Stored data entries:

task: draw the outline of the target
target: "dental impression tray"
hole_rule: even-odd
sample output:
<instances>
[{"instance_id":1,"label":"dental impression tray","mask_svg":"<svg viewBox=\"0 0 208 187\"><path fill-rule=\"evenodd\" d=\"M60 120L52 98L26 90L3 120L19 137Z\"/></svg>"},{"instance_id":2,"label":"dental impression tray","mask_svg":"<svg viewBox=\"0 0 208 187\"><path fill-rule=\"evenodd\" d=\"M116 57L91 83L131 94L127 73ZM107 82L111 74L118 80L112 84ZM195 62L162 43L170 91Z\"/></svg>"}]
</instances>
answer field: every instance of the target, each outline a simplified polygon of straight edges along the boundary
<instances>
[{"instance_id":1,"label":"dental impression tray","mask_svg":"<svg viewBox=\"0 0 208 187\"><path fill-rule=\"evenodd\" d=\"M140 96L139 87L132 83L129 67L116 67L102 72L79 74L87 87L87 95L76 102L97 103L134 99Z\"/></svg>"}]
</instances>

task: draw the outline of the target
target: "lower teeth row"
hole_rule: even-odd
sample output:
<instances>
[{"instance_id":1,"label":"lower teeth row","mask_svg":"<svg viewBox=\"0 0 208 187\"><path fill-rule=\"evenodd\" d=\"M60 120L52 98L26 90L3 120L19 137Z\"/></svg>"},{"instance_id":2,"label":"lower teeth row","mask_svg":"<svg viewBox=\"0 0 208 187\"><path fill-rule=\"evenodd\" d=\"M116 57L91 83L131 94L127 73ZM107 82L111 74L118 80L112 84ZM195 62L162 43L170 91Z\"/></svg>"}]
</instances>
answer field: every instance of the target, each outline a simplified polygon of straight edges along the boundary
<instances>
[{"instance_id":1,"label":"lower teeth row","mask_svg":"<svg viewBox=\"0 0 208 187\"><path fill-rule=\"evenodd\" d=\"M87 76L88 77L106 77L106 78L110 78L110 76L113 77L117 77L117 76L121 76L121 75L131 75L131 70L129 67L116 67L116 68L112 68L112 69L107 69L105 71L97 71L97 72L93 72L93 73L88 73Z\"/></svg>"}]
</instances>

### Problem to solve
Top to bottom, transcribe every line above exactly.

### Result of the task
task: draw the outline of the target
target: "dental impression tray"
hole_rule: even-odd
sample output:
<instances>
[{"instance_id":1,"label":"dental impression tray","mask_svg":"<svg viewBox=\"0 0 208 187\"><path fill-rule=\"evenodd\" d=\"M60 120L52 98L26 90L3 120L19 137Z\"/></svg>"},{"instance_id":2,"label":"dental impression tray","mask_svg":"<svg viewBox=\"0 0 208 187\"><path fill-rule=\"evenodd\" d=\"M116 57L91 83L131 94L127 73ZM107 82L111 74L118 80L112 84ZM195 62L162 43L170 91Z\"/></svg>"}]
</instances>
answer field: every instance of the target, each outline a simplified polygon of straight edges along the boundary
<instances>
[{"instance_id":1,"label":"dental impression tray","mask_svg":"<svg viewBox=\"0 0 208 187\"><path fill-rule=\"evenodd\" d=\"M140 96L139 87L132 83L129 67L116 67L102 72L79 74L87 87L87 95L76 102L97 103L134 99Z\"/></svg>"}]
</instances>

task: draw the outline of the target
target: "lower teeth row"
hole_rule: even-odd
sample output:
<instances>
[{"instance_id":1,"label":"lower teeth row","mask_svg":"<svg viewBox=\"0 0 208 187\"><path fill-rule=\"evenodd\" d=\"M60 120L52 98L26 90L3 120L19 137Z\"/></svg>"},{"instance_id":2,"label":"lower teeth row","mask_svg":"<svg viewBox=\"0 0 208 187\"><path fill-rule=\"evenodd\" d=\"M116 57L91 83L131 94L127 73ZM107 82L111 74L118 80L112 84ZM195 62L162 43L170 91Z\"/></svg>"}]
</instances>
answer field: every instance of the target, each outline a simplified polygon of straight edges along the boundary
<instances>
[{"instance_id":1,"label":"lower teeth row","mask_svg":"<svg viewBox=\"0 0 208 187\"><path fill-rule=\"evenodd\" d=\"M87 76L88 77L106 77L106 78L110 78L110 76L113 77L117 77L117 76L121 76L121 75L131 75L131 70L129 67L116 67L116 68L112 68L112 69L107 69L105 71L97 71L97 72L93 72L93 73L88 73Z\"/></svg>"}]
</instances>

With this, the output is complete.